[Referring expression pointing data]
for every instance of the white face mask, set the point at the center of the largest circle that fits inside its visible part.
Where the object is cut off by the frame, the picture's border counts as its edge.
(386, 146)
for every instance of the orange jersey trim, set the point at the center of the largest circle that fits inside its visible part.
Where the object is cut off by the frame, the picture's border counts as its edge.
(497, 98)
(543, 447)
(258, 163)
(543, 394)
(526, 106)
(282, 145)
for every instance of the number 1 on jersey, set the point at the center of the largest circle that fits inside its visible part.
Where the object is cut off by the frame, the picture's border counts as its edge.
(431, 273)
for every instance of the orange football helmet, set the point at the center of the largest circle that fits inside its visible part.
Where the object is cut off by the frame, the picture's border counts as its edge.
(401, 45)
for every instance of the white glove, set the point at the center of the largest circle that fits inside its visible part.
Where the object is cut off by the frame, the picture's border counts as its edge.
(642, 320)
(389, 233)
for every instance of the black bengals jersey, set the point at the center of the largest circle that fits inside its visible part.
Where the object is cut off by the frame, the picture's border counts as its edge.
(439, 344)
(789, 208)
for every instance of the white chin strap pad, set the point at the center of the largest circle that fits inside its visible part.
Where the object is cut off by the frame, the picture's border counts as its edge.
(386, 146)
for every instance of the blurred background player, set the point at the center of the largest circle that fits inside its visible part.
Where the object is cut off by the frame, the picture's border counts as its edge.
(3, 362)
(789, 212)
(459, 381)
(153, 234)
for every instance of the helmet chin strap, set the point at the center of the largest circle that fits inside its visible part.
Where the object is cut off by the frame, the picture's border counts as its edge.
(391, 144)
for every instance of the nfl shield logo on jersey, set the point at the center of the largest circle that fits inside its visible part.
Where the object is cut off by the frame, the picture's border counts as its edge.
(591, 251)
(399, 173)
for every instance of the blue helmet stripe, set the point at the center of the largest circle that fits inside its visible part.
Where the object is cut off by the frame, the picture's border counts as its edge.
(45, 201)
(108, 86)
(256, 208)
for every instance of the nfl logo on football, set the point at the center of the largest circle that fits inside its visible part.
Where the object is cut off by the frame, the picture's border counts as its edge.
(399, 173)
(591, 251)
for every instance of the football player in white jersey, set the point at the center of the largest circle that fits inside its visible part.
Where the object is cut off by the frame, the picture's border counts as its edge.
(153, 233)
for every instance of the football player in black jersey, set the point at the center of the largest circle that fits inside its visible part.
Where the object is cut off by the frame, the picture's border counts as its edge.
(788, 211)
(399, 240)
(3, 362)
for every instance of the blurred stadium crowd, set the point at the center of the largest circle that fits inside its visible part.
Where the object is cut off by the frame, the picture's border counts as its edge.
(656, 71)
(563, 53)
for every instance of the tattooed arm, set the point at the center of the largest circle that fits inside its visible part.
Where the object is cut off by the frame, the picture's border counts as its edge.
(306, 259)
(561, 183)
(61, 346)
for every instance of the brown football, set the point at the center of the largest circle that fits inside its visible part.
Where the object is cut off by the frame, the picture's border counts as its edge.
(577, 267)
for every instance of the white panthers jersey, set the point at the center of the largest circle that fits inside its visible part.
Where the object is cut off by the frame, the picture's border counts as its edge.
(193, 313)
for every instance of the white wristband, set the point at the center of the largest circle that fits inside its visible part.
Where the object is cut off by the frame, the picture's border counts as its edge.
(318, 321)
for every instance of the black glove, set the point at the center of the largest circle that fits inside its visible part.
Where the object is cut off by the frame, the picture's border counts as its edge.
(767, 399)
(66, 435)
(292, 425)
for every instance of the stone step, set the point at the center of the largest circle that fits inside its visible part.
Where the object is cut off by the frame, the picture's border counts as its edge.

**WORK TO BE COMPLETED**. What lines above contain "player"? Copy them out.

**EXERCISE RESULT**.
for every instance of the blurred background player, set the point at the center of the largest circle that fits inside its visible part.
for every instance of the football player in white jersey, set the point at the center of the largest circle that fits inside its visible part.
for every instance of the football player in black jersey, set the point at the center of the largest circle that fits inside its visible part.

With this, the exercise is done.